Exercise passage:
• • • • • • •

Germany’s Bundesliga will be the first major football league in Europe to resume after a two-month break due to the coronavirus pandemic, despite many fans opposing the resumption of the season.
The Bundesliga, however, will not be the same when it restarts on Saturday with no children to accompany players to the field, no contact between rivals in the tunnel before the games, and no handshakes with the referee or match officials.
The games will be played in empty stadiums with only about 300 essential staff and officials attending. Players have been told not to spit, celebrate in groups or touch hands with teammates.
Club executives, firefighters and police forces, stadium security personnel and journalists are expected to be in the stands during the matches.
As part of the coronavirus measures to maintain physical distancing, the teams will not be allowed to get their photos taken before the kick-off.
Substitute players will have to wear masks and sit apart. Scoring goals in the empty stadiums will be a sombre affair, with players advised to keep their emotions in check.
Coaches will be permitted to remove their masks to shout instructions at their players – as long as they stay at least 1.5 metres away.
Some clubs will use music and cardboard cutouts of fans to liven up the atmosphere at matches.
The Sky network said it aims to compensate its television audiences by offering recordings of fans’ gasps, cheers and chants.
In normal circumstances, the German game, dominated in recent seasons by Bayern Munich, lacks the marketing pull of England’s Premier League or Spain’s La Liga, which boasts the world’s two biggest clubs in terms of revenue – Barcelona and Real Madrid.
Yet even with a subdued atmosphere given the absence of passionate fans, with all games being played behind closed doors to prevent the spread of the coronavirus, the Bundesliga can use the spotlight to show its worth to devotees missing live action around the globe.

• • • • • • •

Dataset entries:
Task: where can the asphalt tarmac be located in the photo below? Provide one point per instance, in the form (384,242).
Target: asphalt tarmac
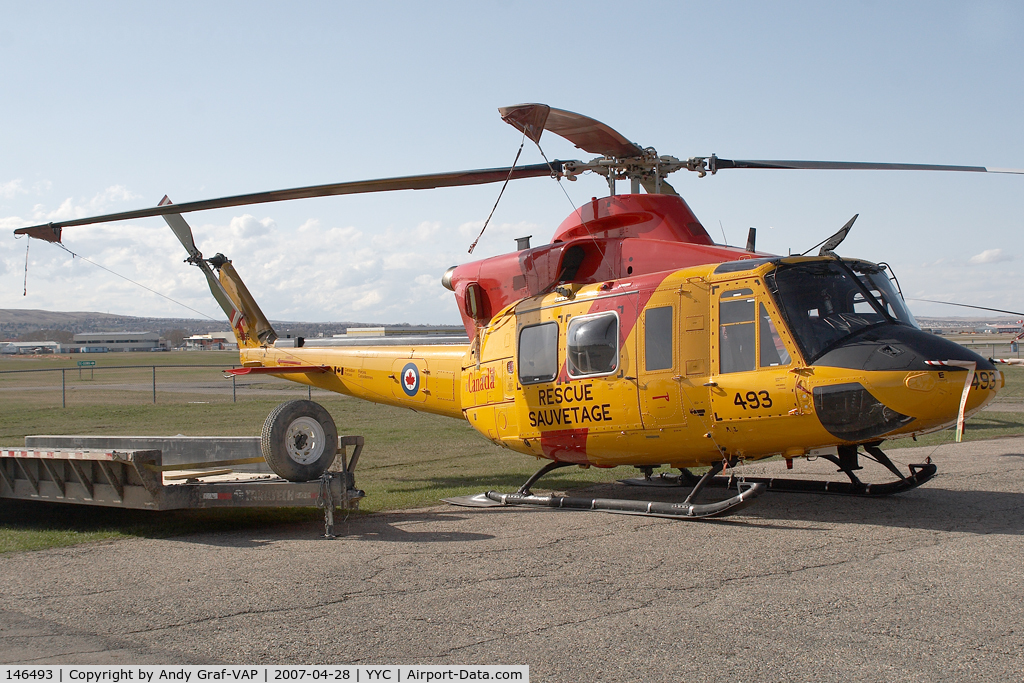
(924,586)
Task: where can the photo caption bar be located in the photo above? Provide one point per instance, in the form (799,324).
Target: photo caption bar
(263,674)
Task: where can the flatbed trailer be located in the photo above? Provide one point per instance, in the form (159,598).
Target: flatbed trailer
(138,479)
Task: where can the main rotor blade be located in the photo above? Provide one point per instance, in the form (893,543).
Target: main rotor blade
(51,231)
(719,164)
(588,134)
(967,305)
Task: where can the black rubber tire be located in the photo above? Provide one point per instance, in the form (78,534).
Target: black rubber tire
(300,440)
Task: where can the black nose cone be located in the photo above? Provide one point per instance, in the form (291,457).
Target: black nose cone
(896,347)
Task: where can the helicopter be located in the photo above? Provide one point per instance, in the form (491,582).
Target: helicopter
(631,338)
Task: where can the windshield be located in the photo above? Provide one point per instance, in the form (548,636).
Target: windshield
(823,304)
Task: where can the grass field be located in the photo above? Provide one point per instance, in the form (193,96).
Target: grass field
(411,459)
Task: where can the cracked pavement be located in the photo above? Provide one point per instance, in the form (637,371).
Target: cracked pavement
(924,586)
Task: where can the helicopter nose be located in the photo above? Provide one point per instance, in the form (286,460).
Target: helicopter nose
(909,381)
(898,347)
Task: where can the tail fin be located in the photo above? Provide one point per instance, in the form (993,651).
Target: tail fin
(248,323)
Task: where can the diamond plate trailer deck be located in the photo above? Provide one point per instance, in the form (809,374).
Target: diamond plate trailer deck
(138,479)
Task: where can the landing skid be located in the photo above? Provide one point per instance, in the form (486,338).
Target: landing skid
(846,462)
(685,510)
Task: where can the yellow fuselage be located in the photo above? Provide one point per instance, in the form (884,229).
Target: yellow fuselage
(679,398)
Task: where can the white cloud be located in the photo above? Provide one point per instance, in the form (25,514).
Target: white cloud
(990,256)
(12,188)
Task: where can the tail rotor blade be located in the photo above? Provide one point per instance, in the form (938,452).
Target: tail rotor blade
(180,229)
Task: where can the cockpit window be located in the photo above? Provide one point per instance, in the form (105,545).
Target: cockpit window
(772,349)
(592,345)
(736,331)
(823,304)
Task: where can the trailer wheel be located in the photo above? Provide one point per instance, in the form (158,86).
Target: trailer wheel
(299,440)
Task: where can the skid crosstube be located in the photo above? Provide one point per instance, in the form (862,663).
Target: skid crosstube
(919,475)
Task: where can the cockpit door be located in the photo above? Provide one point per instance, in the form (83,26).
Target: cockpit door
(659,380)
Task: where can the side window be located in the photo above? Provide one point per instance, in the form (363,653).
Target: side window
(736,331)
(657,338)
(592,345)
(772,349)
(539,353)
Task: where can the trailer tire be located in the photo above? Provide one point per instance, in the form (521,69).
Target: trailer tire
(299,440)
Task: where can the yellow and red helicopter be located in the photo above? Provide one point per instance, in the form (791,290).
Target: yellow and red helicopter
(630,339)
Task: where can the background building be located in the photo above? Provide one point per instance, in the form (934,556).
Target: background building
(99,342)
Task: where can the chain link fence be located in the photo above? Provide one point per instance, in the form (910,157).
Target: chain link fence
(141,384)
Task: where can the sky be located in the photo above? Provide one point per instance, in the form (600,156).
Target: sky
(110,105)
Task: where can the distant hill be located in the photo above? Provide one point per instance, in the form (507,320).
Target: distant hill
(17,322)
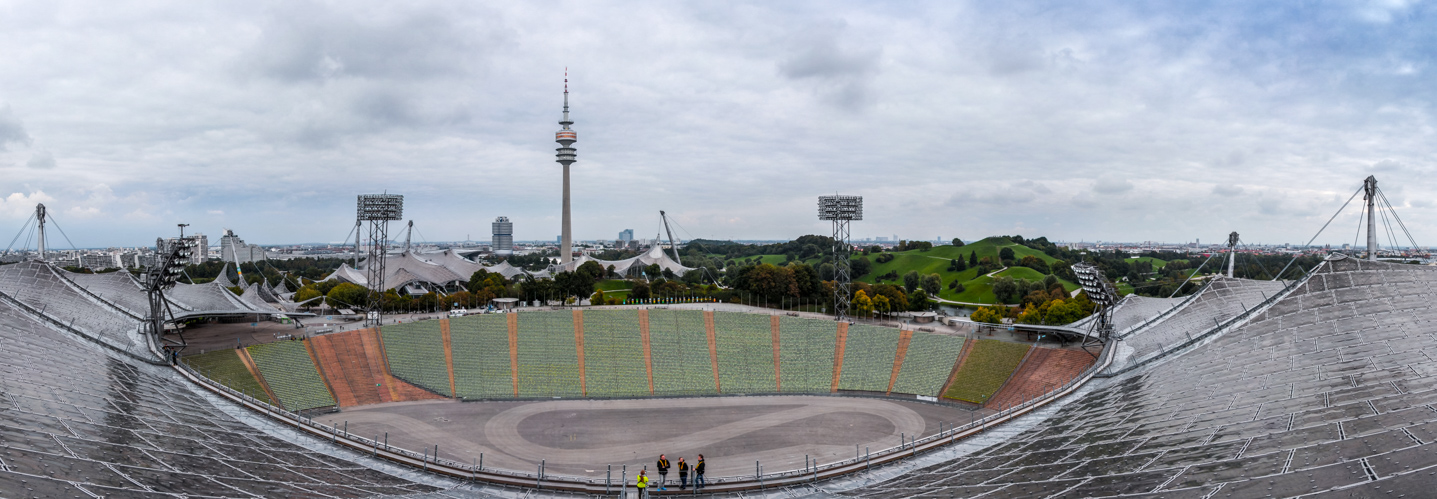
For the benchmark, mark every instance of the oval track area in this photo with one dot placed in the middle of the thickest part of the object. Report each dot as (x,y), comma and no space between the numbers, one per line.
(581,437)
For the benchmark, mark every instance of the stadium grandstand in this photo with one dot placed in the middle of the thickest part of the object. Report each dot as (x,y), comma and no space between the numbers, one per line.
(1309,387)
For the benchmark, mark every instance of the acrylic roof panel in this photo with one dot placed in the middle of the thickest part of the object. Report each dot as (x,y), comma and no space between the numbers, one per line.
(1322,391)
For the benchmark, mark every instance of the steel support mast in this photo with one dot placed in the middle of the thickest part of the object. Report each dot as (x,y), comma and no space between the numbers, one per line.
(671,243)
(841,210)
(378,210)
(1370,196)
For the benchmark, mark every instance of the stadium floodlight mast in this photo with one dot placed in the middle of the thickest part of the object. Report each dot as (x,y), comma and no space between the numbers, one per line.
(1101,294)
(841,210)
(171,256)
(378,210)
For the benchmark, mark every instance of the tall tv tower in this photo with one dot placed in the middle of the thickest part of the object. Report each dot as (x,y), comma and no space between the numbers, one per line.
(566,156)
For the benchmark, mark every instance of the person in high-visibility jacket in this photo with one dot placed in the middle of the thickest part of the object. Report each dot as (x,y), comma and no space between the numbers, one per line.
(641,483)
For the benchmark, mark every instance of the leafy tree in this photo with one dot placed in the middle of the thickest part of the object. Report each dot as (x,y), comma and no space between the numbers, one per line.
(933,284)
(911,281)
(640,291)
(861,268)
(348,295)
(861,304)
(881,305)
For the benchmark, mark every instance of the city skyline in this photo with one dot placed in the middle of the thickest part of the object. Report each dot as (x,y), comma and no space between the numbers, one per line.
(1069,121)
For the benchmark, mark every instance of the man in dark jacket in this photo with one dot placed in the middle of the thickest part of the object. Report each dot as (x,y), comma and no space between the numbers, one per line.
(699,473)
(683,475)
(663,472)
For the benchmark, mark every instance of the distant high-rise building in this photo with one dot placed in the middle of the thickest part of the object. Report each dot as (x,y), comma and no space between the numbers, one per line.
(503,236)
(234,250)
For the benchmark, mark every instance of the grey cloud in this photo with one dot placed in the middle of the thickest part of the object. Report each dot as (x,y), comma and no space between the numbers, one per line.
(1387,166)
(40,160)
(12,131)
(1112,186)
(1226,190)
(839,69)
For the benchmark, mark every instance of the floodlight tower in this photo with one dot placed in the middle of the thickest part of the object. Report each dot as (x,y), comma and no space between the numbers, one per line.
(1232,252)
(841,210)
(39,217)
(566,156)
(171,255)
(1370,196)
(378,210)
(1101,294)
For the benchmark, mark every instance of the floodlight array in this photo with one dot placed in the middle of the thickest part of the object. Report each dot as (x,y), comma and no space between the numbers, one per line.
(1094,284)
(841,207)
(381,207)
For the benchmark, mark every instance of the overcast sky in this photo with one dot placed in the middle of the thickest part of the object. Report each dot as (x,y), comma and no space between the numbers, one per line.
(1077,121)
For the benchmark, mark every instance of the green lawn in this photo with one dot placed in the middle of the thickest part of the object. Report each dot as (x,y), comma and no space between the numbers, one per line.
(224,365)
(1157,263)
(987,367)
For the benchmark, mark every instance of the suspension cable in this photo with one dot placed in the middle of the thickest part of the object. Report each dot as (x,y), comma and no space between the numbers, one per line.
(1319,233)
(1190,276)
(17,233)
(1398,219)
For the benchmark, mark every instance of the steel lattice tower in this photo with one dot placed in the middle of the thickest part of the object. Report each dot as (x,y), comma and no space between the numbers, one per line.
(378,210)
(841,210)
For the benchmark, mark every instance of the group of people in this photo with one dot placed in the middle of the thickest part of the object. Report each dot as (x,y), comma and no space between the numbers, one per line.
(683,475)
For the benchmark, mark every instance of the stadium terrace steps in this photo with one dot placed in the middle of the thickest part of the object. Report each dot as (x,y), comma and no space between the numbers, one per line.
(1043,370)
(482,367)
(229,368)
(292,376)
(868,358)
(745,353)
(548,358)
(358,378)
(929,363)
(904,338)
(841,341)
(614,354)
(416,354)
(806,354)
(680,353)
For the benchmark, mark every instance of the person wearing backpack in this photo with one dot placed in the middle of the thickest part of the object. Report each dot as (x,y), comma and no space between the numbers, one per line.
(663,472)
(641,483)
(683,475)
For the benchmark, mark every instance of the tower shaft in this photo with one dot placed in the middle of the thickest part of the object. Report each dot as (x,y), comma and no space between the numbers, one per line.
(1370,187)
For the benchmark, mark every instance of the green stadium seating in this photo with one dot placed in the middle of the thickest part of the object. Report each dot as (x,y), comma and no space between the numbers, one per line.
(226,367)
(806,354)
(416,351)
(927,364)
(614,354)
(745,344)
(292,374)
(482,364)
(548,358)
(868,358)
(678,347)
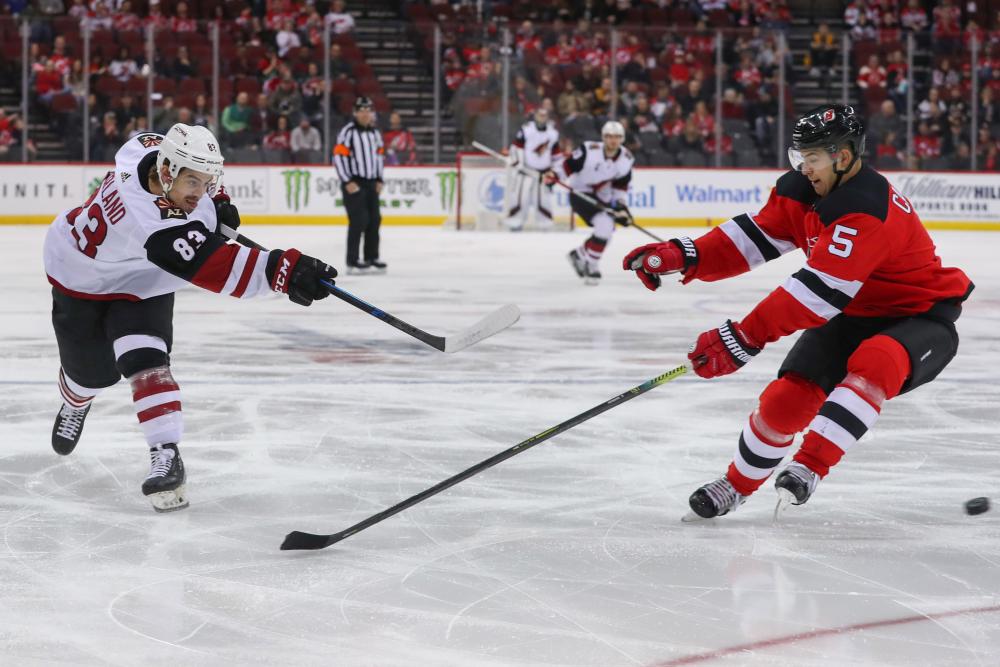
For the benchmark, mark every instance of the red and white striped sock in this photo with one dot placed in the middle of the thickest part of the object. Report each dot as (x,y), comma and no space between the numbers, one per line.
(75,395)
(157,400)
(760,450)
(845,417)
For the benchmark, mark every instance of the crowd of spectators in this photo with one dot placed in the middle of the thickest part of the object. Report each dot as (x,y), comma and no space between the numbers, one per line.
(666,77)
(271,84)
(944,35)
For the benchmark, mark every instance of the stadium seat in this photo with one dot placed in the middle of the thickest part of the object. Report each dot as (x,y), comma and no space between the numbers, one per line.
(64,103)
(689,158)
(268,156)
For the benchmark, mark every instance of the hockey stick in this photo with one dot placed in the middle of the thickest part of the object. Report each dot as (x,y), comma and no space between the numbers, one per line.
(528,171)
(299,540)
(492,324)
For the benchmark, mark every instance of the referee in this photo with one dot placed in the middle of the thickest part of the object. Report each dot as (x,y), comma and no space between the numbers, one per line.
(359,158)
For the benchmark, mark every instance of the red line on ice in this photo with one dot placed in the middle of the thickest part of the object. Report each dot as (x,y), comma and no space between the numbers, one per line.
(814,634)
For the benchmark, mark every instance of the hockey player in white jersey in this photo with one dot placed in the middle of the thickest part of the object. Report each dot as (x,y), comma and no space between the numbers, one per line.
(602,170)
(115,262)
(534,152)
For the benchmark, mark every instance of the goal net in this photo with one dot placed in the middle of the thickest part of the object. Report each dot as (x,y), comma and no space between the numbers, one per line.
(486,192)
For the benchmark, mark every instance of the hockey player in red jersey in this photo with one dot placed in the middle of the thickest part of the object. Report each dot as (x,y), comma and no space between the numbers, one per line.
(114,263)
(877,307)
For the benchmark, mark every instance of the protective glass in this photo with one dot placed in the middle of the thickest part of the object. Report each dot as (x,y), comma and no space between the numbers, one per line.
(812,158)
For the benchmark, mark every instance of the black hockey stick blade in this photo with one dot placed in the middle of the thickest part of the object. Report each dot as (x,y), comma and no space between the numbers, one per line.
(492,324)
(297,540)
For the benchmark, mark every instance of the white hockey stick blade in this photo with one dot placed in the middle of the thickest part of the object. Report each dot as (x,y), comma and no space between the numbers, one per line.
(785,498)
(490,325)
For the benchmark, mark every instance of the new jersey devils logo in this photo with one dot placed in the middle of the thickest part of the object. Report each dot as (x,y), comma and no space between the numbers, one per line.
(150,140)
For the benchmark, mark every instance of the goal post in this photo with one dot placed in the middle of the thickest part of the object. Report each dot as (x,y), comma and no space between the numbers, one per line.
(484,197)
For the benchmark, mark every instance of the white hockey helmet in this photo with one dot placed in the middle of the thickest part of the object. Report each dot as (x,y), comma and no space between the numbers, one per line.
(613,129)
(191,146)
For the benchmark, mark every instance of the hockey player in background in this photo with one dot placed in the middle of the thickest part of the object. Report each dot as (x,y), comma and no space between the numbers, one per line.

• • • • • • •

Work instruction:
Answer these questions from the Bundesliga passage above, giving each answer on its own numbered line.
1. About how many essential staff and officials will attend the games?
2. What will substitute players have to do?
3. What does the Sky network plan to offer its television audiences?

Task answer:
1. About 300.
2. They will have to wear masks and sit apart.
3. Recordings of fans' gasps, cheers and chants.